§ Challenges
• 1. In the ggplot lab text, which R package provides the Oxboys data?
• 2. Rewrite the ggplot lab text between "As shown in" and "height)) + geom_point()", inclusive, putting "weight" wherever "height" appears.
• 3. Write the next part of the ggplot lab text on the Oxboys data, picking up after its last line.

§ Text section
% Ben Bolker % Thu Nov 1 12:45:50 2012

ggplot/data visualization lab

Licensed under the Creative Commons attribution-noncommercial license. Please share & remix noncommercially, mentioning its origin.

Oxboys example (20-30 minutes)

First load the mlmRev and ggplot2 packages:

library(mlmRev)  ## for Oxboys data
library(ggplot2)

As shown in the lecture, make a minimal plot of the Oxboys data set (see ?Oxboys for information on the data set):

ggplot(Oxboys, aes(x = age, y = height)) + geom_point()

plot of chunk ggplot1

Now play around with it.

try using geom_line() (it probably doesn't do what you want)
you can save parts of a ggplot specification to variables: define g0 <- ggplot(Oxboys,aes(x=age,y=height,colour=Subject)) (i.e. add colours to the mapping) and try g0+geom_point()
now try g0+geom_line(), or g0+geom_line()+geom_point()

§ Listed records

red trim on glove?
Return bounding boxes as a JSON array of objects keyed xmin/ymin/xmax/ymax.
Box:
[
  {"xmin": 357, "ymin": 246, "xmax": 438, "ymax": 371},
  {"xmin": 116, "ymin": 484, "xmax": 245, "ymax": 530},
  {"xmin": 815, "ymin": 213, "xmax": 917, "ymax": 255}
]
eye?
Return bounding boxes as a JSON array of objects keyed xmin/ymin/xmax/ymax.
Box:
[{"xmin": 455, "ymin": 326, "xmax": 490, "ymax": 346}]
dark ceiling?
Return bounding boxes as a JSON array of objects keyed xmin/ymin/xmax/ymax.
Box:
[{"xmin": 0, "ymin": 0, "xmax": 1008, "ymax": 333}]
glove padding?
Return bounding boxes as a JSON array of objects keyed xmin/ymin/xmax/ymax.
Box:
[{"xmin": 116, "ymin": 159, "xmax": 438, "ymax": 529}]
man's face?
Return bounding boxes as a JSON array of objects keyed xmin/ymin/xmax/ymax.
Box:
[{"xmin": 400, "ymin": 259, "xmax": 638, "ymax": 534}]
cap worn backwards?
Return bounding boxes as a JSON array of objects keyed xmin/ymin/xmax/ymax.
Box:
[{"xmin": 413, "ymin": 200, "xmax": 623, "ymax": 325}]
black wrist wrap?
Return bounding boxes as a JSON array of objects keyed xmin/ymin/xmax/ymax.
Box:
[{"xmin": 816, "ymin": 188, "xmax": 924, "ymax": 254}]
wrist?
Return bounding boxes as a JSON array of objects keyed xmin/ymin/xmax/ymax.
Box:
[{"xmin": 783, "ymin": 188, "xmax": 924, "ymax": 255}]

* * *

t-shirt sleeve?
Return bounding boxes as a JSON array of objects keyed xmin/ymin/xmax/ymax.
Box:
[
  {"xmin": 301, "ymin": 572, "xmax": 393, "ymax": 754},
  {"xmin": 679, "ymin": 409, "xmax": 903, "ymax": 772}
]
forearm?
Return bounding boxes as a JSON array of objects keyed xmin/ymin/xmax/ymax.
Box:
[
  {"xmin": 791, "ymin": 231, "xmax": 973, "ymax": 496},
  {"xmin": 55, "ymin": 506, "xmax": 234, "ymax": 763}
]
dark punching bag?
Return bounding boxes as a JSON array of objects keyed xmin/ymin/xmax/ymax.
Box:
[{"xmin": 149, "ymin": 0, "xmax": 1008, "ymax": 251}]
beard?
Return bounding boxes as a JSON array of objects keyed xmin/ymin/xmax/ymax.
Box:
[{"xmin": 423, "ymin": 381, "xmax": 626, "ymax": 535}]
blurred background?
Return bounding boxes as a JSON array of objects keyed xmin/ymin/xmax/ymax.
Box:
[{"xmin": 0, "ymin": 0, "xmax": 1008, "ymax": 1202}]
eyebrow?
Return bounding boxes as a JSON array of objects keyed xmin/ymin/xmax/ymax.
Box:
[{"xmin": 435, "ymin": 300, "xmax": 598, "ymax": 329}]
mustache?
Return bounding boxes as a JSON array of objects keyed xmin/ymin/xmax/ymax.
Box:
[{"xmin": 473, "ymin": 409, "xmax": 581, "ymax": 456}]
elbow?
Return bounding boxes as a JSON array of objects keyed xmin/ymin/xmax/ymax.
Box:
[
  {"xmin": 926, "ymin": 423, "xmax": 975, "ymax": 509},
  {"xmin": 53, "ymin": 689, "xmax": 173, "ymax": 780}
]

§ The responses
• 1. mlmRev

• 2.
As shown in the lecture, make a minimal plot of the Oxboys data set (see ?Oxboys for information on the data set):

ggplot(Oxboys, aes(x = age, y = weight)) + geom_point()

• 3.
you can also add smooth lines: try g0+geom_point()+geom_smooth()
you can use geom_smooth(method="lm") to add linear regression lines rather than the default loess (locally-weighted regression) smooths
you may notice that the factors aren't in a sensible order (they're sorted lexically, which means that 1…19 come before 2, 20…29, 3, …). You can use Oxboys$Subject <- factor(Oxboys$Subject,levels=1:26) (or Oxboys <- transform(Oxboys,Subject=factor(Subject,levels=1:26))). (You need to redefine g0 after you do this, because it has stored the original version of the data internally.)
the numeric ordering of the subjects is a little more sensible than the lexical order, but it has the “Alberta”/“Alabama” problem (i.e., the subject numbers are as far as we know not meaningful numbers). See if you can figure out how to use the reorder function to get a (slightly) more sensible ordering
I don't like the default gray background: I usually run theme_set(theme_bw()) to change the theme. Try it. (It also makes it easier to see colours.) (Use theme_set(theme_gray()) if you want to restore the default theme.)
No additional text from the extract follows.